■ **THE DATA**:
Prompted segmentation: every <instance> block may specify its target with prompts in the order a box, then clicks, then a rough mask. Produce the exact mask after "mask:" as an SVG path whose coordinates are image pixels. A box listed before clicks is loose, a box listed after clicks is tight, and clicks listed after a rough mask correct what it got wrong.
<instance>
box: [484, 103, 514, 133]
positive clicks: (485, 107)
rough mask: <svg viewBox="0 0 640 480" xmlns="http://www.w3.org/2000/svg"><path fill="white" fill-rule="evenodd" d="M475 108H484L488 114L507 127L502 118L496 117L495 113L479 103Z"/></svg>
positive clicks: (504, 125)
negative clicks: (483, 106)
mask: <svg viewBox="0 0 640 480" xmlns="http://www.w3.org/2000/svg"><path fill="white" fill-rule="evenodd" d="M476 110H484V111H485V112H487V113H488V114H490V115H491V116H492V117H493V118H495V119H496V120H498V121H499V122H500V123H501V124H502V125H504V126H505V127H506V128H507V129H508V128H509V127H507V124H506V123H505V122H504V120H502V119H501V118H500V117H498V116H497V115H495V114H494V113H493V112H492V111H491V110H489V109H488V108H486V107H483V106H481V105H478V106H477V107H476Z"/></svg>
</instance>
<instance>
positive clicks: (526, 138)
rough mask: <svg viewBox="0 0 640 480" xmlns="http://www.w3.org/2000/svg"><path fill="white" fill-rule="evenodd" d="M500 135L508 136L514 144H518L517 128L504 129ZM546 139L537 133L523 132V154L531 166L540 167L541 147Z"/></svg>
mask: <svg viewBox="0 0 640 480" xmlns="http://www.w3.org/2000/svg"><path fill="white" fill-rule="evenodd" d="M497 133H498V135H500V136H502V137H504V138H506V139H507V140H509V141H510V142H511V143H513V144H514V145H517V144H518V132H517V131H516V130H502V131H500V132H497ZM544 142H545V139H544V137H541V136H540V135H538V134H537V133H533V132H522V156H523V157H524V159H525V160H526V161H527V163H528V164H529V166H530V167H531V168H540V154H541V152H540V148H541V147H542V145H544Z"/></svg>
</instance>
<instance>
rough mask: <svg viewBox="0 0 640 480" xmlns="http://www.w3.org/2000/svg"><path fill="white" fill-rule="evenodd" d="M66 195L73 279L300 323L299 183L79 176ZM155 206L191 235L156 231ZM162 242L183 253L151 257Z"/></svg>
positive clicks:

■ **WORK ITEM**: Restate the records from above exactly as they read.

■ **WRITTEN SOLUTION**:
Prompted segmentation: every <instance> block may specify its target with prompts in the order a box, then clicks, then a rough mask. Produce the exact mask after "mask:" as an SVG path whose coordinates are image pixels. A box listed before clicks is loose, a box listed after clicks is tight, and clicks listed after a rough mask correct what it got wrong.
<instance>
box: [484, 103, 514, 133]
positive clicks: (485, 107)
rough mask: <svg viewBox="0 0 640 480" xmlns="http://www.w3.org/2000/svg"><path fill="white" fill-rule="evenodd" d="M475 108H484L488 114L507 127L502 118L496 117L495 113L479 103Z"/></svg>
positive clicks: (504, 125)
negative clicks: (483, 106)
mask: <svg viewBox="0 0 640 480" xmlns="http://www.w3.org/2000/svg"><path fill="white" fill-rule="evenodd" d="M476 110H484V111H485V112H487V113H488V114H490V115H491V116H492V117H493V118H495V119H496V120H498V121H499V122H500V123H501V124H502V125H504V126H505V127H506V128H507V129H508V128H509V127H507V124H506V123H505V122H504V120H502V119H501V118H500V117H498V116H497V115H495V114H494V113H493V112H492V111H491V110H489V109H488V108H486V107H483V106H481V105H478V106H477V107H476Z"/></svg>
</instance>
<instance>
positive clicks: (526, 138)
rough mask: <svg viewBox="0 0 640 480" xmlns="http://www.w3.org/2000/svg"><path fill="white" fill-rule="evenodd" d="M500 135L508 136L514 144H518L517 128L504 129ZM546 139L537 133L523 132V154L531 166L540 167L541 147Z"/></svg>
mask: <svg viewBox="0 0 640 480" xmlns="http://www.w3.org/2000/svg"><path fill="white" fill-rule="evenodd" d="M497 133H498V135H500V136H502V137H504V138H506V139H507V140H509V141H510V142H511V143H513V144H514V145H517V144H518V132H517V131H516V130H502V131H500V132H497ZM544 142H545V139H544V137H541V136H540V135H538V134H537V133H533V132H522V156H523V157H524V159H525V160H526V161H527V163H528V164H529V166H530V167H531V168H540V154H541V152H540V148H541V147H542V145H544Z"/></svg>
</instance>
<instance>
rough mask: <svg viewBox="0 0 640 480" xmlns="http://www.w3.org/2000/svg"><path fill="white" fill-rule="evenodd" d="M66 195L73 279L300 323L299 183L79 176ZM155 206L191 235L156 231ZM162 242L183 253L151 257Z"/></svg>
positive clicks:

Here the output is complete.